Segment Open

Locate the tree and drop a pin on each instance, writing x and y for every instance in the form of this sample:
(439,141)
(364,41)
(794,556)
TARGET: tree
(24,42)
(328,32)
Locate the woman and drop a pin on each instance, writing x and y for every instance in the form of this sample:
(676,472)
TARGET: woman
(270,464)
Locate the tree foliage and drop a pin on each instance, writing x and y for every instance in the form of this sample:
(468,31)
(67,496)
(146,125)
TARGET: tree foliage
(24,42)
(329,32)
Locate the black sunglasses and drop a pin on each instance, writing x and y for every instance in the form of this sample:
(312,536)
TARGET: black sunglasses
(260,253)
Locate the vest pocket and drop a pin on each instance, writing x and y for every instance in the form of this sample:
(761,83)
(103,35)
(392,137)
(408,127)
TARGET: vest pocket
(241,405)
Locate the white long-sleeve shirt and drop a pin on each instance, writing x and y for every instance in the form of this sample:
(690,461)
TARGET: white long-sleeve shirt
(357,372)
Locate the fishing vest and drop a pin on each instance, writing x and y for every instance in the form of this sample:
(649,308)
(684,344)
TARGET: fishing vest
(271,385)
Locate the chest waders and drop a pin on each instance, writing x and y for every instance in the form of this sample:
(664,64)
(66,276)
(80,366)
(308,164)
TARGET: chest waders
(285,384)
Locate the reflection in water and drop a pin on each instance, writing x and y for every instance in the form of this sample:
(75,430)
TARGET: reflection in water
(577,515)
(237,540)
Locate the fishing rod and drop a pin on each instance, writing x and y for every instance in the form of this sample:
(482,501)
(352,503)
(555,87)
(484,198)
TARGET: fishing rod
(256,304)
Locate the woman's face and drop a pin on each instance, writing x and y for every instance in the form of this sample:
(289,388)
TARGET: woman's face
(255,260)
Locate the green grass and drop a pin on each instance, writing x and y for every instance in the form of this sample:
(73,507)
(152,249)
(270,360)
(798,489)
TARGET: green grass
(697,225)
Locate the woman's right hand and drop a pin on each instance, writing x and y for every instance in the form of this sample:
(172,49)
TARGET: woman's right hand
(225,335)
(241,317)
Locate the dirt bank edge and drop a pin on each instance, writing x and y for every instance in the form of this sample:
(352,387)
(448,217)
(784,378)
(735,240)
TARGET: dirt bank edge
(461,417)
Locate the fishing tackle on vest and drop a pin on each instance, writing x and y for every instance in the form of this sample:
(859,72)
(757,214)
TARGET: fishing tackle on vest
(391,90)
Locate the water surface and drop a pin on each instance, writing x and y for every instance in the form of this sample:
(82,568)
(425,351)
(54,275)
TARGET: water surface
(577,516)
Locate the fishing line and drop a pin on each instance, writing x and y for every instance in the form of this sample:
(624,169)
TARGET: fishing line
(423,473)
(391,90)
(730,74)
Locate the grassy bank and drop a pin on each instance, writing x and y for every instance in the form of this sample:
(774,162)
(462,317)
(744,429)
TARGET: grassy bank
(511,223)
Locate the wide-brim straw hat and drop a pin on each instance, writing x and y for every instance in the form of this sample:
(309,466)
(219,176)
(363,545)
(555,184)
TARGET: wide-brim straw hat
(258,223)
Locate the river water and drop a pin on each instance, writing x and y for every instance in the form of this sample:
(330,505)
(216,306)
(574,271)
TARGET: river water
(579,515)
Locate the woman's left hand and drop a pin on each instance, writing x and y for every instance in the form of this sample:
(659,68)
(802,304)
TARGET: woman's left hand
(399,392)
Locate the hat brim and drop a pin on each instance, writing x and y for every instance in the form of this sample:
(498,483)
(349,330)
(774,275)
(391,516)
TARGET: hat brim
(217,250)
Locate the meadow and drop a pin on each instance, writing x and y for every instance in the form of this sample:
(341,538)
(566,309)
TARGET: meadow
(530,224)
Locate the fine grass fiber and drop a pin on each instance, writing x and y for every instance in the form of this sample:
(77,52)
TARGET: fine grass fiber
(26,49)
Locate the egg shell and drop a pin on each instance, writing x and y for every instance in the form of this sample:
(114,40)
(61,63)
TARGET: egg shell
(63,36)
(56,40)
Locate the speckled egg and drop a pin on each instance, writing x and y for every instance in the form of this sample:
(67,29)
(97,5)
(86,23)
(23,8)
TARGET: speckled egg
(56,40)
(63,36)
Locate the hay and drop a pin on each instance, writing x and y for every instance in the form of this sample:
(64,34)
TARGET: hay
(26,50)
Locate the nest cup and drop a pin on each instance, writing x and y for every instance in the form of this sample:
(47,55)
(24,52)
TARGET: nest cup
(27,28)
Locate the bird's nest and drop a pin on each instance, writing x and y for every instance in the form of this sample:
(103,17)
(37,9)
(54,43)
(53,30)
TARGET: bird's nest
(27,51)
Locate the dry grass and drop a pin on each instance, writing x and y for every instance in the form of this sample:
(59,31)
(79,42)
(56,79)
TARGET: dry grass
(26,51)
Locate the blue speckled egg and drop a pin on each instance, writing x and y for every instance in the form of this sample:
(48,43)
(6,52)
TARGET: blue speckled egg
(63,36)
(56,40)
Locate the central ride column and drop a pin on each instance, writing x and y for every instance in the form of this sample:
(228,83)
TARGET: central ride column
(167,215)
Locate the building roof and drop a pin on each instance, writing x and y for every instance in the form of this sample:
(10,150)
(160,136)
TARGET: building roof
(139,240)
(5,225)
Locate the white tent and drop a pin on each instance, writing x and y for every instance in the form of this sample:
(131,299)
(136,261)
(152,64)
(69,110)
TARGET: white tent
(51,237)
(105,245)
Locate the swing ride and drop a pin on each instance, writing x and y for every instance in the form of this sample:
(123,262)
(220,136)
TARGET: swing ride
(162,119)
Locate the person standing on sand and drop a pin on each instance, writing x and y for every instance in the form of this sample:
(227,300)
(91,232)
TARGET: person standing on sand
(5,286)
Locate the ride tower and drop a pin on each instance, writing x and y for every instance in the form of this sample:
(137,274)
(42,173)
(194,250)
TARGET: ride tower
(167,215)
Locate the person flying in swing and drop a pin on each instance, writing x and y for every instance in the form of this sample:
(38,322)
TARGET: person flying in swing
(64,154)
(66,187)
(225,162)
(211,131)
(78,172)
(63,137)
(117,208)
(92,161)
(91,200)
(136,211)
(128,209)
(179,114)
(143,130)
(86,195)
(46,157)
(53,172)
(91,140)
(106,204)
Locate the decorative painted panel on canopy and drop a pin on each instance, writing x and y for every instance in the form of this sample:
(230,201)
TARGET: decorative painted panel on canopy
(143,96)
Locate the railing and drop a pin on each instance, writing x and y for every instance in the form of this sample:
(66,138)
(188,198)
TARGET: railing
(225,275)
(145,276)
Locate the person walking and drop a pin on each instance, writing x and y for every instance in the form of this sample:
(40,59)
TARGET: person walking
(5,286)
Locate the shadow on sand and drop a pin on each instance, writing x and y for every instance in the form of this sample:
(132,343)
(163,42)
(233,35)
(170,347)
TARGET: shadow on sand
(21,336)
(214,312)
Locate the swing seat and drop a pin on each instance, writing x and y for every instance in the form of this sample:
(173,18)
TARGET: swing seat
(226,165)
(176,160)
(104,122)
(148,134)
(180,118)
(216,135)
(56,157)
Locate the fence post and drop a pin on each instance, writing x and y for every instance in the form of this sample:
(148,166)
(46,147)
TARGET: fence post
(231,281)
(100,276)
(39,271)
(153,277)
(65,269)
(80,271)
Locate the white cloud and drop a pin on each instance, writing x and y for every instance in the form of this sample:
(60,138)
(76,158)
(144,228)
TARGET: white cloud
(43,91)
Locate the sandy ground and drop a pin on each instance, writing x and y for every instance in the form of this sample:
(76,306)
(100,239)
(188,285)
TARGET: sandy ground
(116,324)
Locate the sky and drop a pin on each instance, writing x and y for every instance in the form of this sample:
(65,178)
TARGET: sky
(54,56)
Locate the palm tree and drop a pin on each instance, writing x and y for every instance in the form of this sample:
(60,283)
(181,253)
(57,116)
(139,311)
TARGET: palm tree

Segment Closed

#### Assigned task:
From the line holding "TARGET: sky" to the final line of the data, output each line exactly and nothing more.

#### Output below:
TARGET: sky
(54,56)
Locate the palm tree and drop a pin on each instance, writing x and y for every instance in the form of this sample:
(60,283)
(181,253)
(57,116)
(139,311)
TARGET: palm tree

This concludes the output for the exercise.